[Items from a labeling collection]
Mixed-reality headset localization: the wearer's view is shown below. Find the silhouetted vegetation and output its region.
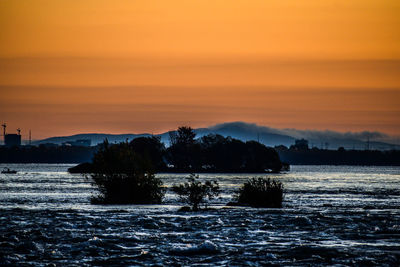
[90,141,165,204]
[237,178,283,208]
[172,174,220,211]
[167,127,283,173]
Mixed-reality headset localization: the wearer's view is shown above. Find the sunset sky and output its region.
[0,0,400,139]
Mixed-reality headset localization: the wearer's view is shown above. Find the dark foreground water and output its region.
[0,164,400,266]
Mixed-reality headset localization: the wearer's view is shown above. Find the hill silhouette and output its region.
[33,122,399,150]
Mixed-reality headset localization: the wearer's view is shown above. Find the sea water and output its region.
[0,164,400,266]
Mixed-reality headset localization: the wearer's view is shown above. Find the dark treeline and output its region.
[0,127,400,166]
[276,147,400,166]
[71,127,286,173]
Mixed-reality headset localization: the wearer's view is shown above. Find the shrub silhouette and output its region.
[172,174,220,211]
[90,140,165,204]
[237,178,283,208]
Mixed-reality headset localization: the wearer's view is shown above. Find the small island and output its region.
[69,127,289,173]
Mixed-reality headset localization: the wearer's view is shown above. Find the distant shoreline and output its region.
[0,146,400,168]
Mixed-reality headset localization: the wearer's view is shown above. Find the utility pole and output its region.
[1,123,7,145]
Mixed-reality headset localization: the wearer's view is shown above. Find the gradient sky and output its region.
[0,0,400,139]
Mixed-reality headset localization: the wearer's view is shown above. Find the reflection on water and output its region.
[0,164,400,266]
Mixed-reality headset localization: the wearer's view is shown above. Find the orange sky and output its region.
[0,0,400,138]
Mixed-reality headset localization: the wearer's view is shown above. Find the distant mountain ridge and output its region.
[33,122,399,150]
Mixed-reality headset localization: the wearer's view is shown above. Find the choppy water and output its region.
[0,164,400,266]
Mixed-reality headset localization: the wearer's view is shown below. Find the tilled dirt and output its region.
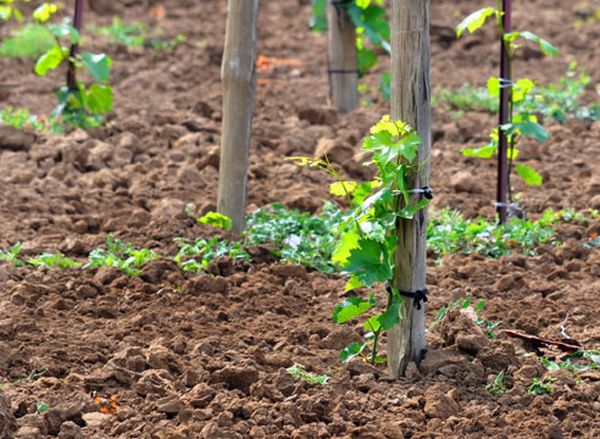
[0,0,600,438]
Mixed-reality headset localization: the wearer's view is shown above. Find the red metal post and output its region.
[496,0,511,224]
[67,0,83,90]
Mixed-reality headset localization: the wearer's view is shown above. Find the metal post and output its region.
[496,0,511,224]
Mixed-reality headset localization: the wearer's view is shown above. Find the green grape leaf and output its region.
[81,52,112,82]
[329,181,358,197]
[344,276,364,293]
[196,211,233,230]
[502,120,550,143]
[339,341,367,363]
[461,145,498,159]
[342,239,392,286]
[456,7,496,37]
[86,84,113,114]
[331,229,360,265]
[34,46,67,76]
[332,295,375,324]
[33,2,58,23]
[504,31,559,56]
[516,163,543,186]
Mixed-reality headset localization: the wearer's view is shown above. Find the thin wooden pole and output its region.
[67,0,83,90]
[217,0,259,233]
[327,0,359,113]
[388,0,431,376]
[496,0,511,224]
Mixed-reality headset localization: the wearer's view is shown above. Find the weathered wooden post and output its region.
[388,0,431,376]
[217,0,259,233]
[327,0,359,113]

[Set exercise]: Reproduce the data above from the line containing "wooden post and output its region." through the end of the data, requests included, and offset every bounding-box coordinate in the answers by adding 21.

[Output for this task]:
Mixed-reality headset localization: the wearer's view is shown above. Find the weathered wooden post and output its region.
[409,21,452,397]
[238,21,280,254]
[348,21,380,134]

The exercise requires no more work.